Daniel Bergez, l'explication de texte littéraire
Extraits de Daniel Bergez, L’explication de texte littéraire, Dunod (1989)
[L’explication linéaire] présente des désavantages bien connus : la tentation de la paraphase, encouragée par la décomposition du texte en brèves unités ; et une certaine myopie, sur un texte que l’on regarde de trop près pour en révéler suffisamment les lignes de force.
C’est pourtant par ce suivi du texte que l’explication orale se révèle irremplaçable. En affirmant la priorité du texte sur la voix du commentateur, elle est un exercice unique de soumission active [...]. Elle ménage la possibilité d’une recherche toujours inquiète, d’une interrogation toujours ouverte. Celui qui l’explique pas à pas consent à la précarité ; il préfère l’exigence de l’œuvre à la cohérence forcée de l’analyse.
L’explication de texte est en ce sens un exercice de lecture. [...] toute lecture est déjà une interprétation. Dès les premiers mots, c’est la totalité du sens qui est en jeu. Selon la logique de la langue, l’assemblage des mots postule un niveau de signification supérieur à chacun d’eux. Le sens reste donc toujours potentiel ; il s’élabore pas à pas à partir d’hypothèses construites et sans cesse validées ou rectifiées. Lire c’est globaliser, antinciper, confirmer ou rectifier et parfois relire.
Dans cette démarche cumulative, c’est à chaque fois la totalité du sens antérieur et à venir qui se construit [...]. Là où le point de vue synthétique, par une « mise à plat » préalable, assimile le texte à un espace soustrait au temps det dans lequel s’équivalent le début et la fin, l’explication linéaire, épousant son mouvement, rend compte de cette formation dynamique et perpétuellement changeante du sens.
__________________________________________________
Consigne a: D'après l'extrait sur l'explication de texte littéraire, que préfère celui qui explique le texte pas à pas ?
__________________________________________________
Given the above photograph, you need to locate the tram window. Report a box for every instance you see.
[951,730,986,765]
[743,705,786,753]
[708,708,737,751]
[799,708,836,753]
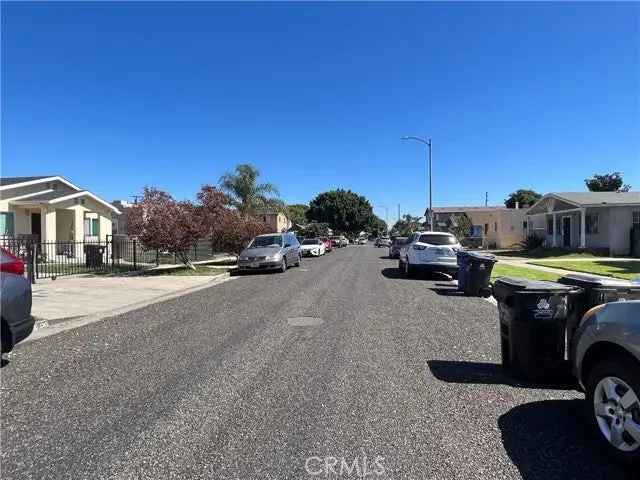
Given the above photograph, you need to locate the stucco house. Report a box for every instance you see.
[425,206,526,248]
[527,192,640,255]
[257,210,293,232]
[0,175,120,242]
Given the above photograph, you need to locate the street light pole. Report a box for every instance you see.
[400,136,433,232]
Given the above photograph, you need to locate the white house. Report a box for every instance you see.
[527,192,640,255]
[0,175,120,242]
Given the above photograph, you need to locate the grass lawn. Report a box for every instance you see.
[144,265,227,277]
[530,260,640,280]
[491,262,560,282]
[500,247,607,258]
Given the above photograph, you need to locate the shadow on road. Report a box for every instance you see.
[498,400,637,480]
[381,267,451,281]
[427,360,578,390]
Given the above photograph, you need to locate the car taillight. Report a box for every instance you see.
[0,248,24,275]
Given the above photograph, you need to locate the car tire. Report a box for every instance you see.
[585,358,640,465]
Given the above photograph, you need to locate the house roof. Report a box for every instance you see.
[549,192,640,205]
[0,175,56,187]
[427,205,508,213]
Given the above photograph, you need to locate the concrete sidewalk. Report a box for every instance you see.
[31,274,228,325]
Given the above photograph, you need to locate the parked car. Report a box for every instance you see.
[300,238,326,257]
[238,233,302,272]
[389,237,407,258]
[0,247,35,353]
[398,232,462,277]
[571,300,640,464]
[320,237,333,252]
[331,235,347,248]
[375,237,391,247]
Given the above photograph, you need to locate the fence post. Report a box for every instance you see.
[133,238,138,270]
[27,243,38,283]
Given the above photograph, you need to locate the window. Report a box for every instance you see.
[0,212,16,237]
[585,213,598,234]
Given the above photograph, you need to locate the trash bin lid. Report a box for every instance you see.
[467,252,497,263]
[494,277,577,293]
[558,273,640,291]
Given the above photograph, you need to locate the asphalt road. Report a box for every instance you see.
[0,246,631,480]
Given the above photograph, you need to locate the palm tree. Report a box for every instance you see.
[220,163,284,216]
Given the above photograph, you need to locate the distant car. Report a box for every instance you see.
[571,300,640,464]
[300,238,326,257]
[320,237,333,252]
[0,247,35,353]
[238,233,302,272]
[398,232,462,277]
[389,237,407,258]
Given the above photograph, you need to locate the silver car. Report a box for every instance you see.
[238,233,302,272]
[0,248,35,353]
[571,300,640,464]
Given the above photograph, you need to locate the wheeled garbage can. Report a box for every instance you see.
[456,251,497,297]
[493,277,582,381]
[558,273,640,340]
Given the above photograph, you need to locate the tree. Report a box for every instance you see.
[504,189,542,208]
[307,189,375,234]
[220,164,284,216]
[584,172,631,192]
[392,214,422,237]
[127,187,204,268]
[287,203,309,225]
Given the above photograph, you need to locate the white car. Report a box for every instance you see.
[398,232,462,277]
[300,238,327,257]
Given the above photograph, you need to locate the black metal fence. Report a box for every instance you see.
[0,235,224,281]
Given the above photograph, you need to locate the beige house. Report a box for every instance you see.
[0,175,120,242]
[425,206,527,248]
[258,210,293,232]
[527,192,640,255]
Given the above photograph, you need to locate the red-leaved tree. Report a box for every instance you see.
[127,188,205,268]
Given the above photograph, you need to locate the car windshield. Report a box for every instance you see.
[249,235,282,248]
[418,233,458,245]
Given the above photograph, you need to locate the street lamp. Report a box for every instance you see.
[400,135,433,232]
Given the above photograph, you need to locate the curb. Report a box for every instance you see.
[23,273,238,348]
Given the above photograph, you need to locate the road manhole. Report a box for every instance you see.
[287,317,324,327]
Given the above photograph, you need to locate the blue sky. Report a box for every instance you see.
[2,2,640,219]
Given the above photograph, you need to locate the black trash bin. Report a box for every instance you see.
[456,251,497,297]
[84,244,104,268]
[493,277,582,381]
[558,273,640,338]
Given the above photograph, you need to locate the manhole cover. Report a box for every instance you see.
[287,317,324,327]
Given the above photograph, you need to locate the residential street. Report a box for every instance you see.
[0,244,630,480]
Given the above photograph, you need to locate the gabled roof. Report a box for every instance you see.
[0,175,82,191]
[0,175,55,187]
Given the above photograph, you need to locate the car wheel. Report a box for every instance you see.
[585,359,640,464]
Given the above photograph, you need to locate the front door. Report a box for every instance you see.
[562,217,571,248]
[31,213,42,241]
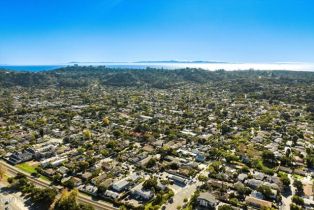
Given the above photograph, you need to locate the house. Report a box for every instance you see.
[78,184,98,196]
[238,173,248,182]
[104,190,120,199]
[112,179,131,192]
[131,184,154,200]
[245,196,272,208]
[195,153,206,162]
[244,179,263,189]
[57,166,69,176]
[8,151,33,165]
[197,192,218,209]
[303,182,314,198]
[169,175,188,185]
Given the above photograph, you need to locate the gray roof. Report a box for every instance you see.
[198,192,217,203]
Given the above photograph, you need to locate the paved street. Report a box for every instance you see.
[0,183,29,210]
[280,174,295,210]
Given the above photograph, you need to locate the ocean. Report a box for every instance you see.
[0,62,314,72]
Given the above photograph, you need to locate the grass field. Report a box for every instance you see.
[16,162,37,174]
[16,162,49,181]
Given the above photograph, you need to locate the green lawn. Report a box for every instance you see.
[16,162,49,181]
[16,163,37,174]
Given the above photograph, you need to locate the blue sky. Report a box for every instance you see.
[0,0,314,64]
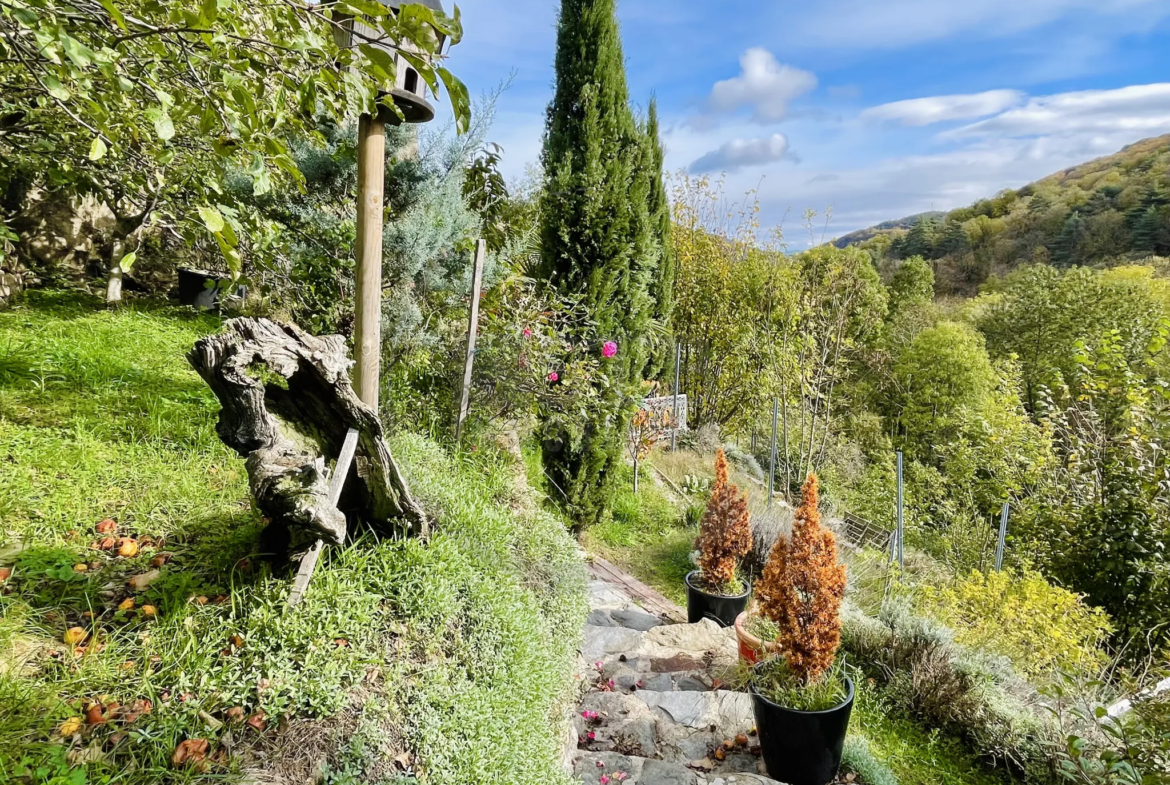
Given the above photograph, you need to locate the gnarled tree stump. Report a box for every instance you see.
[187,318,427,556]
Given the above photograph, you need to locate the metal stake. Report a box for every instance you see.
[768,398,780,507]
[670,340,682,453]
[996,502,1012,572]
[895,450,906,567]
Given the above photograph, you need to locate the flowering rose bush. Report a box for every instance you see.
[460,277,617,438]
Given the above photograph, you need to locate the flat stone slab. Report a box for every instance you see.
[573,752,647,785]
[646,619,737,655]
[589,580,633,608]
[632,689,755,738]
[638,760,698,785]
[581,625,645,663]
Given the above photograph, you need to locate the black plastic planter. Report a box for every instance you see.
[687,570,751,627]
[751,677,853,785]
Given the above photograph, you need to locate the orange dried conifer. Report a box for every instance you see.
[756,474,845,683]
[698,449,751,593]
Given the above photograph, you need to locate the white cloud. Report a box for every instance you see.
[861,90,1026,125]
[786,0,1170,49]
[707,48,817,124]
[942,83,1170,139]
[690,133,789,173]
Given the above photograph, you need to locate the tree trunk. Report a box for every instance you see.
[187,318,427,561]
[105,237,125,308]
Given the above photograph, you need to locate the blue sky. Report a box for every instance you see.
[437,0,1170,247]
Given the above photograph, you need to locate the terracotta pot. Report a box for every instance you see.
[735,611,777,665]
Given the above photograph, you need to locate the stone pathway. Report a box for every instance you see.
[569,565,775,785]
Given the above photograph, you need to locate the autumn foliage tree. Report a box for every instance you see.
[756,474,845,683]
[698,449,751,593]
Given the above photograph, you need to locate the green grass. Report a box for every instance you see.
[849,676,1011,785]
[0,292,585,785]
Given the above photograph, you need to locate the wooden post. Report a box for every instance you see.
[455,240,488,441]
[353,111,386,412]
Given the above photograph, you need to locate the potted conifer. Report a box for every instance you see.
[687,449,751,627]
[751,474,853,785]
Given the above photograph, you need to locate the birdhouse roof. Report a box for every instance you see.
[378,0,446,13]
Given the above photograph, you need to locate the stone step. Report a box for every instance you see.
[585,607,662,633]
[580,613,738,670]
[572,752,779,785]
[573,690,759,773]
__________________________________________________
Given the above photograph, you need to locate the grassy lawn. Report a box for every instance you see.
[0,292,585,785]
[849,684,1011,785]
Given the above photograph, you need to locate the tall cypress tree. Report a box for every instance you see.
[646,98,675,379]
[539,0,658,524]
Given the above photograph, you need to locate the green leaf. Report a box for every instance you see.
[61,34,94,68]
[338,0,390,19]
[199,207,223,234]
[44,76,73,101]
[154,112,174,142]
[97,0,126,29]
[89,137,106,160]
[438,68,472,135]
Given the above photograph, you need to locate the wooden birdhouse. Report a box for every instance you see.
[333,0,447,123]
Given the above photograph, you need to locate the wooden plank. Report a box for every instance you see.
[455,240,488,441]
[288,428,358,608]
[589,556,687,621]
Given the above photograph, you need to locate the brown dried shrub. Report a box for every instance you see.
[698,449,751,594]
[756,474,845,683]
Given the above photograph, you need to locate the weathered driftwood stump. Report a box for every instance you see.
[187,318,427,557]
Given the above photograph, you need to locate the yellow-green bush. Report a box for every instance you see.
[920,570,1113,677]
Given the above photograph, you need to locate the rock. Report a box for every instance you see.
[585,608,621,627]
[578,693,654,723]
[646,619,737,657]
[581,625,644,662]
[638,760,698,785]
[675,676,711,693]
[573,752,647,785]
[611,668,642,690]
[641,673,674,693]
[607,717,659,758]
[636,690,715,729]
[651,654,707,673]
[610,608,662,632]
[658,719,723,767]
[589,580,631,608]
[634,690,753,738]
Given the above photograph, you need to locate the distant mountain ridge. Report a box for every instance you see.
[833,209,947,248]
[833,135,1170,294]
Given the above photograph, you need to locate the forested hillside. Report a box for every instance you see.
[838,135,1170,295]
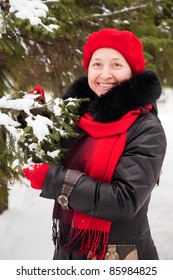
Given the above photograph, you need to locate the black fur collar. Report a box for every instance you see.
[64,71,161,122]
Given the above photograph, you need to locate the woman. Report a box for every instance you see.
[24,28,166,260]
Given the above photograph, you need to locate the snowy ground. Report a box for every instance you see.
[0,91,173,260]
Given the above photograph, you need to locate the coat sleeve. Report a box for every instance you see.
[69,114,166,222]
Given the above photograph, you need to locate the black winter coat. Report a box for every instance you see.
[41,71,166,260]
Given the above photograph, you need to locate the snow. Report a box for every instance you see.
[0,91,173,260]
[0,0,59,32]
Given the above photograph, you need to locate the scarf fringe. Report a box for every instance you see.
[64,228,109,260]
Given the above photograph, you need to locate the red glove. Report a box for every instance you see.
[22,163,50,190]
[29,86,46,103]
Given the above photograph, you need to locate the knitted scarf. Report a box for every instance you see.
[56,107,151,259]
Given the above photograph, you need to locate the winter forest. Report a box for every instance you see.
__________________________________________________
Consigne b: Reproduisez à l'identique, et uniquement elles, les lignes du listing allant de celle qui contient « Given the above photograph, you need to locate the grass lawn. » à celle qui contient « [427,205,508,213] », ces deux lignes comprises.

Réponse complète a: Il préfère l'exigence de l'œuvre à la cohérence forcée de l'analyse.

Réponse complète b:
Given the above photograph, you need to locate the grass lawn. Report a box for every instance you see.
[144,265,227,277]
[530,260,640,280]
[491,262,560,282]
[500,247,607,258]
Given the above photograph, you need to locate the shadow on road. Report a box for every instance you see.
[498,400,637,480]
[381,267,451,281]
[427,360,578,390]
Given the above photograph, you need to locate the car taillight. Report a box for every instance you see.
[0,248,24,275]
Given the above photograph, you need to locate the car tire. Report a box for every instance you see.
[585,358,640,465]
Given the above photograph, you need to locate the house roof. Report a box for every instance you see.
[549,192,640,205]
[0,175,56,187]
[427,205,508,213]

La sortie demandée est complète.